■ **Assigned task 1**:
Copy the passage of the blog post about broken promises, starting with "How can I keep" and going on through "report the temptation.", word for word.
■ **Assigned task 2**:
Using the blog post about broken promises, decide whether each statement agrees with it. Answer yes or no for each, and quote the words of the blog post that settle it. (a) The writer promised four years ago never to lie again. (b) The writer hid smoking for several years. (c) The writer began skipping recovery work after moving to a new house and new job.
■ **Assigned task 3**:
Continue the blog post about broken promises from where it stops.

■ **Document excerpt**:
◆ ◆ ◆ ◆

After my last post, I thought more about it, realizing that perhaps I did fail to achieve three important goals. I had promised four years ago that I would never lie again. I sincerely believed what I was saying as I made that promise.
Yet, since then, I lied to my wife by not telling her I was covertly smoking for several months. Also, since then, I lied to her by saying I did not click on an Internet link purporting to show “women you won’t believe exist” or something stupid like that. In the former case I had told myself it was not a threat to our marriage because it did not involve sexual malfeasance; an irrelevant excuse given that lying itself was a threat to our marriage. In the latter case, I told myself that I hadn’t “really clicked” the link because while the page was slowly loading on the screen (though I did see a few of the photos) I was able to close it and direct my attention to something healthier; also irrelevant because it overlooks the fact that I did not immediately tell my wife the whole truth.
How can I keep this promise and achieve this goal going forward? In the smoking example, I could have prevented that failure by imagining that my wife, boss, mother, or anyone else, was with me as I smoked. I also should have just nipped it in the bud right away by immediately calling or writing my wife as soon as the temptation first crossed my mind. The same strategy would have helped with the click-bait sin: imagine I am not alone, and call or write to report the temptation.
Second, I had promised that I would “do recovery work” forever. But, a couple months ago, after we moved to a new house and new job, I lazily started skipping “the work” and just moving on to other activities. Again, I had genuinely believed myself when I had promised to always “do the work.”

◆ ◆ ◆ ◆

■ **Extracted information**:
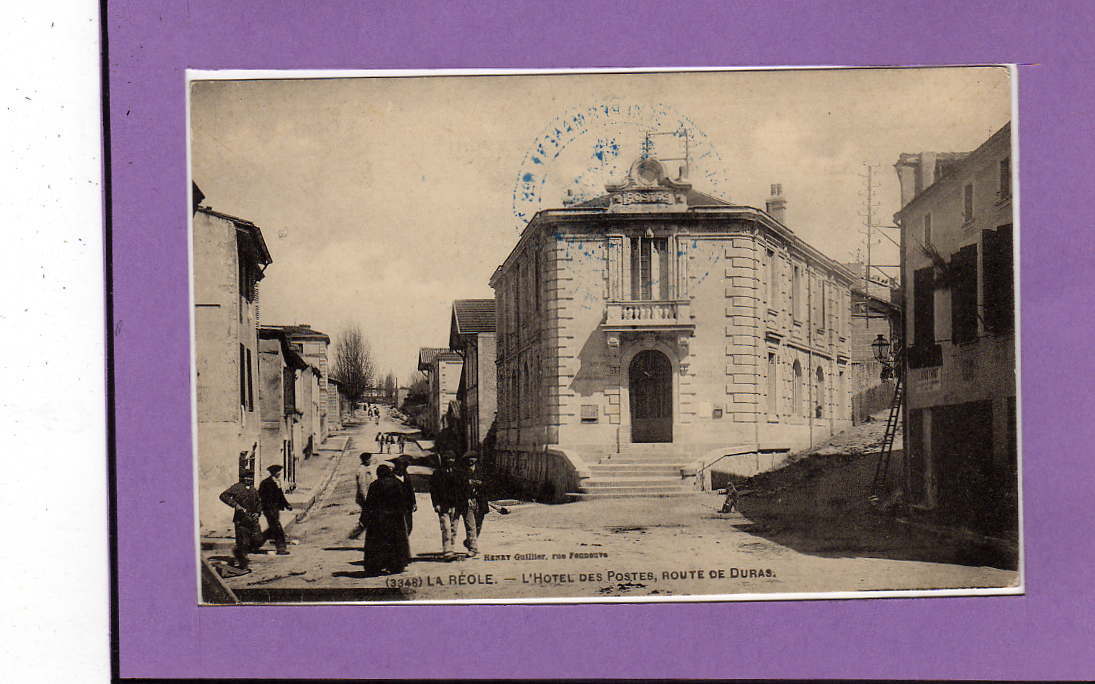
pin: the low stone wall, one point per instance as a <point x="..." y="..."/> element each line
<point x="546" y="475"/>
<point x="719" y="466"/>
<point x="872" y="401"/>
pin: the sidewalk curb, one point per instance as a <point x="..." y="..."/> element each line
<point x="322" y="489"/>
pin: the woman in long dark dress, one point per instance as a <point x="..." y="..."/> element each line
<point x="387" y="544"/>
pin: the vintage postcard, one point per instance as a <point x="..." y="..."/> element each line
<point x="604" y="336"/>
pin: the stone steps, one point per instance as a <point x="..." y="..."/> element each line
<point x="630" y="470"/>
<point x="592" y="496"/>
<point x="629" y="482"/>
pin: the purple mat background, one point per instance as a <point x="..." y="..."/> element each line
<point x="1044" y="635"/>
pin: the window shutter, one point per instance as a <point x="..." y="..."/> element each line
<point x="923" y="306"/>
<point x="964" y="296"/>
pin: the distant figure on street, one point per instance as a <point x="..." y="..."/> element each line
<point x="387" y="545"/>
<point x="243" y="497"/>
<point x="362" y="478"/>
<point x="273" y="502"/>
<point x="476" y="506"/>
<point x="448" y="491"/>
<point x="401" y="473"/>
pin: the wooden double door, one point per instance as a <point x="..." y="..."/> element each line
<point x="650" y="389"/>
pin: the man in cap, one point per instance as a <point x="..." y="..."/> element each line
<point x="244" y="499"/>
<point x="362" y="478"/>
<point x="400" y="470"/>
<point x="476" y="506"/>
<point x="273" y="502"/>
<point x="448" y="491"/>
<point x="387" y="545"/>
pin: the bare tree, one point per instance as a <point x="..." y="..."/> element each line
<point x="391" y="385"/>
<point x="354" y="362"/>
<point x="419" y="386"/>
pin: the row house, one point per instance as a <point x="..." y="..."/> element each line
<point x="659" y="323"/>
<point x="228" y="262"/>
<point x="958" y="268"/>
<point x="876" y="310"/>
<point x="284" y="379"/>
<point x="472" y="336"/>
<point x="442" y="369"/>
<point x="314" y="347"/>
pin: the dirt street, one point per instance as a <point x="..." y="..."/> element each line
<point x="621" y="547"/>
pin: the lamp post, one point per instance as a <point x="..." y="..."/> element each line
<point x="888" y="355"/>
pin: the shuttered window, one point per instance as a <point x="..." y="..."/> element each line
<point x="923" y="306"/>
<point x="964" y="296"/>
<point x="999" y="279"/>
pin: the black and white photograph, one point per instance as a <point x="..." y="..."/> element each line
<point x="604" y="336"/>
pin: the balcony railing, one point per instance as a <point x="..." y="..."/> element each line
<point x="647" y="314"/>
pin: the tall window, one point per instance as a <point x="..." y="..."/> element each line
<point x="964" y="296"/>
<point x="796" y="391"/>
<point x="796" y="294"/>
<point x="842" y="394"/>
<point x="773" y="386"/>
<point x="923" y="306"/>
<point x="999" y="279"/>
<point x="771" y="279"/>
<point x="251" y="386"/>
<point x="536" y="279"/>
<point x="819" y="394"/>
<point x="243" y="375"/>
<point x="649" y="268"/>
<point x="289" y="392"/>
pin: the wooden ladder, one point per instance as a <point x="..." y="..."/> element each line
<point x="882" y="470"/>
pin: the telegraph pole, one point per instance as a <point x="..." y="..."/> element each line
<point x="866" y="271"/>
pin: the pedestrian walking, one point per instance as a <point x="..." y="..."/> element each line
<point x="448" y="491"/>
<point x="476" y="506"/>
<point x="243" y="497"/>
<point x="273" y="501"/>
<point x="401" y="473"/>
<point x="387" y="544"/>
<point x="362" y="478"/>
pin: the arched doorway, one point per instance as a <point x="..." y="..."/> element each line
<point x="650" y="385"/>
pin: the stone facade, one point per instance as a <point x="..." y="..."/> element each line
<point x="229" y="256"/>
<point x="472" y="336"/>
<point x="442" y="369"/>
<point x="314" y="347"/>
<point x="280" y="398"/>
<point x="960" y="430"/>
<point x="659" y="317"/>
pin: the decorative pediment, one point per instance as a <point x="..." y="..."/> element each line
<point x="648" y="188"/>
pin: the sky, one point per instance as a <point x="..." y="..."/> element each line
<point x="383" y="199"/>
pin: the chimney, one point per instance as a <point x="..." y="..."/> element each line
<point x="914" y="173"/>
<point x="776" y="205"/>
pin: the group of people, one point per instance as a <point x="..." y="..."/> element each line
<point x="249" y="503"/>
<point x="388" y="441"/>
<point x="372" y="412"/>
<point x="387" y="501"/>
<point x="388" y="506"/>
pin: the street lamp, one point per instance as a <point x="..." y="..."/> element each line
<point x="882" y="349"/>
<point x="888" y="356"/>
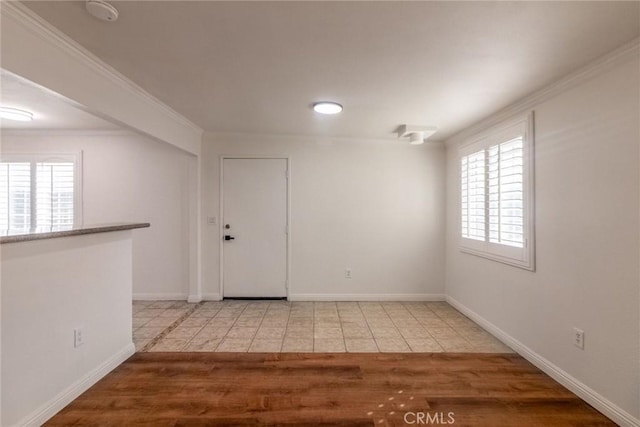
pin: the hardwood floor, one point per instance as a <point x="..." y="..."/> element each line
<point x="303" y="389"/>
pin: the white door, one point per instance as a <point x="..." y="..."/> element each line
<point x="254" y="228"/>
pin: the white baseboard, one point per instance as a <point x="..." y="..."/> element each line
<point x="194" y="298"/>
<point x="52" y="407"/>
<point x="160" y="297"/>
<point x="602" y="404"/>
<point x="366" y="297"/>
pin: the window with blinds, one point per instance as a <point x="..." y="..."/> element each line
<point x="496" y="187"/>
<point x="37" y="192"/>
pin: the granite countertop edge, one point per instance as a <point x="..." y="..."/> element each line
<point x="76" y="231"/>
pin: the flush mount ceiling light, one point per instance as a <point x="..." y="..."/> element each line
<point x="327" y="107"/>
<point x="416" y="134"/>
<point x="102" y="10"/>
<point x="15" y="114"/>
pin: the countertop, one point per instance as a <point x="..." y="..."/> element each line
<point x="25" y="235"/>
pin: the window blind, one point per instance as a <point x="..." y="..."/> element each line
<point x="36" y="194"/>
<point x="473" y="196"/>
<point x="15" y="195"/>
<point x="54" y="194"/>
<point x="506" y="195"/>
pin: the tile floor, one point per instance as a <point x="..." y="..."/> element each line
<point x="281" y="326"/>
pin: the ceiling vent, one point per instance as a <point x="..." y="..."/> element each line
<point x="416" y="134"/>
<point x="102" y="10"/>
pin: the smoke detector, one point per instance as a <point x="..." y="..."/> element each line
<point x="416" y="134"/>
<point x="102" y="10"/>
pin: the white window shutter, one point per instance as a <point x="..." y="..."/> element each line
<point x="54" y="194"/>
<point x="15" y="195"/>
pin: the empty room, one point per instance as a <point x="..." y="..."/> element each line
<point x="340" y="213"/>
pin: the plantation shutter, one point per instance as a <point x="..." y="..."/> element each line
<point x="506" y="193"/>
<point x="54" y="194"/>
<point x="15" y="195"/>
<point x="473" y="196"/>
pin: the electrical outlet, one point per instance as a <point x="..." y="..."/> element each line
<point x="578" y="338"/>
<point x="78" y="337"/>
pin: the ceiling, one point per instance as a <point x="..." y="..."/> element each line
<point x="257" y="67"/>
<point x="50" y="110"/>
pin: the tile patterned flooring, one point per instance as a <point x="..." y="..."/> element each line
<point x="282" y="326"/>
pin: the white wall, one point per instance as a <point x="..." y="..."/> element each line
<point x="49" y="288"/>
<point x="34" y="49"/>
<point x="587" y="228"/>
<point x="376" y="207"/>
<point x="131" y="178"/>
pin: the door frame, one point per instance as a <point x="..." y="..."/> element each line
<point x="287" y="158"/>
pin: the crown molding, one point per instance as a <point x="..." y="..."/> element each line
<point x="220" y="137"/>
<point x="35" y="24"/>
<point x="69" y="132"/>
<point x="616" y="57"/>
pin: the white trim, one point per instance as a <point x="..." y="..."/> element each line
<point x="45" y="30"/>
<point x="211" y="297"/>
<point x="169" y="296"/>
<point x="287" y="158"/>
<point x="129" y="105"/>
<point x="607" y="62"/>
<point x="367" y="297"/>
<point x="524" y="257"/>
<point x="53" y="406"/>
<point x="77" y="157"/>
<point x="69" y="132"/>
<point x="194" y="299"/>
<point x="602" y="404"/>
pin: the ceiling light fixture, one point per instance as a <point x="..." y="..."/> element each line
<point x="15" y="114"/>
<point x="102" y="10"/>
<point x="417" y="134"/>
<point x="327" y="107"/>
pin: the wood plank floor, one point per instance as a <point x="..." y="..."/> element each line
<point x="302" y="389"/>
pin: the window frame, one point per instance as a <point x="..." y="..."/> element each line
<point x="61" y="157"/>
<point x="482" y="141"/>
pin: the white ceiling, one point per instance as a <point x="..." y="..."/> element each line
<point x="50" y="111"/>
<point x="257" y="66"/>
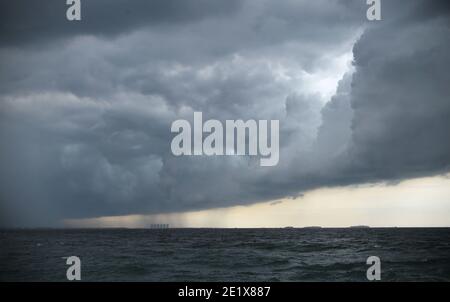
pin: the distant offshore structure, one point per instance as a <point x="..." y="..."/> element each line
<point x="159" y="226"/>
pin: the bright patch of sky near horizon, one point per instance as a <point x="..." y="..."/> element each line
<point x="421" y="202"/>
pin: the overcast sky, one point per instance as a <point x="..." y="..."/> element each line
<point x="86" y="107"/>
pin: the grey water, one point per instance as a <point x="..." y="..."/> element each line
<point x="407" y="254"/>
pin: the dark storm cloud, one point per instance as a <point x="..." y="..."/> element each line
<point x="25" y="21"/>
<point x="86" y="111"/>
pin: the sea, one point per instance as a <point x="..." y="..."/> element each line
<point x="285" y="254"/>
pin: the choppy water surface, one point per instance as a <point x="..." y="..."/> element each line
<point x="226" y="254"/>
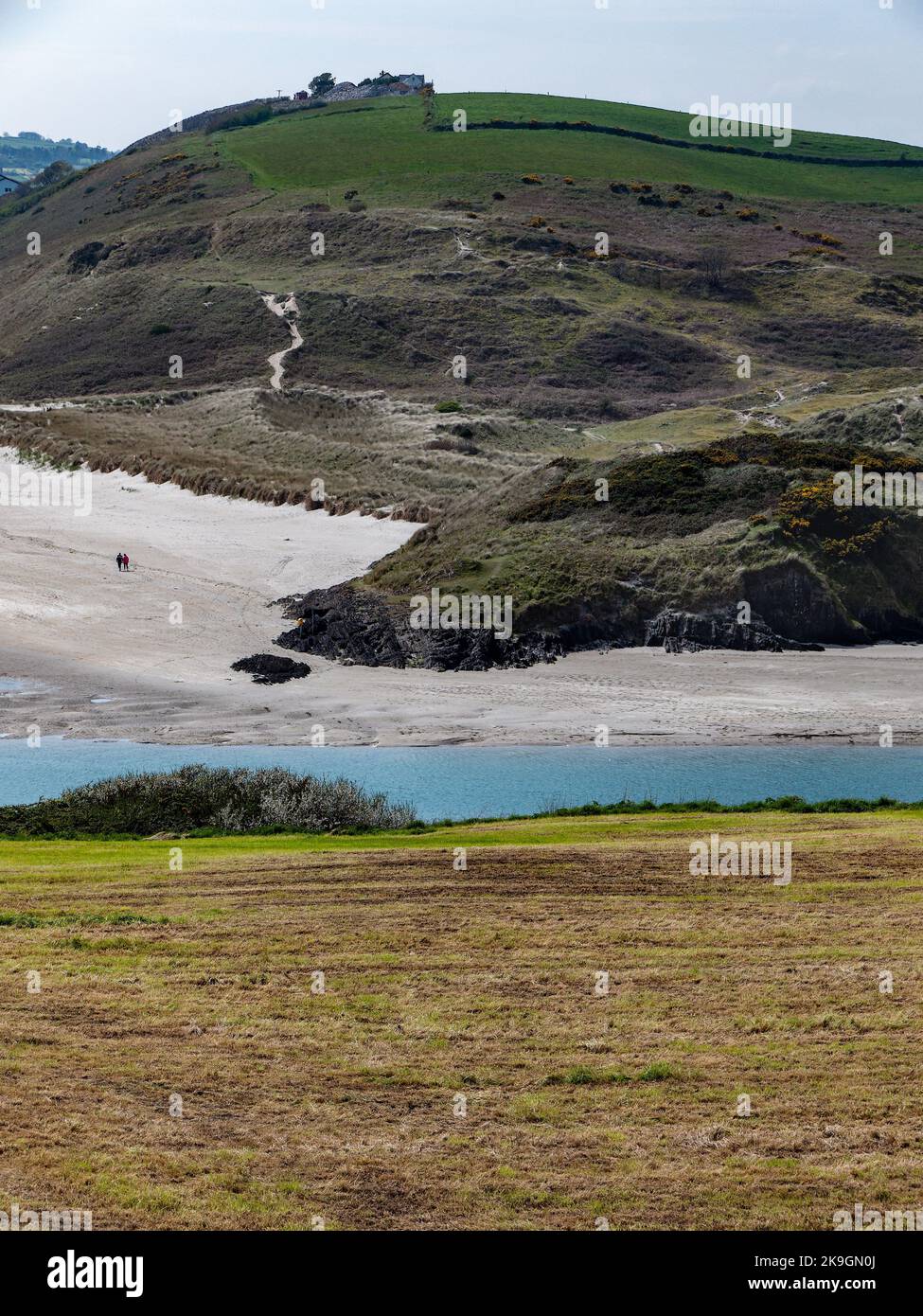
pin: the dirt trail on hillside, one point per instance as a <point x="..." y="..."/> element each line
<point x="286" y="308"/>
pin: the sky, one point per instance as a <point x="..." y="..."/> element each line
<point x="110" y="71"/>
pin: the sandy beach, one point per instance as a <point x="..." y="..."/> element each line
<point x="103" y="654"/>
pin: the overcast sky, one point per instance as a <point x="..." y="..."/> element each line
<point x="110" y="71"/>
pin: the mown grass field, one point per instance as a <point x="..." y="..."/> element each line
<point x="381" y="149"/>
<point x="479" y="984"/>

◆ ◆ ◆ ◆

■ **Expected output 1**:
How can I keep this promise and achieve this goal going forward? In the smoking example, I could have prevented that failure by imagining that my wife, boss, mother, or anyone else, was with me as I smoked. I also should have just nipped it in the bud right away by immediately calling or writing my wife as soon as the temptation first crossed my mind. The same strategy would have helped with the click-bait sin: imagine I am not alone, and call or write to report the temptation.

■ **Expected output 2**:
(a) Yes: "I had promised four years ago that I would never lie again."
(b) No: "I was covertly smoking for several months."
(c) Yes: "after we moved to a new house and new job, I lazily started skipping “the work”"

■ **Expected output 3**:
How can I prevent this kind of failure in the future? What happened? At the time I was depending heavily on Recovery Nation as my means of doing “the work.” This created a vulnerability in my behavior. It required Internet access, and I did not have reliable internet access for several days during the move. That made it too easy to neglect my good habit of doing “the work.” So, perhaps the solution is that when moving or traveling I should plan ahead and have available some book or writing project that helps me do “the work” without the internet. I should try to anticipate my own lazy excuses and try to mitigate them.
Third, I had promised I would always regularly consult a mental health practitioner. Yet, I let too many weeks pass after our most recent move before finding a new therapist. I think I had convinced myself it would be too difficult to find a new therapist in our new location without help.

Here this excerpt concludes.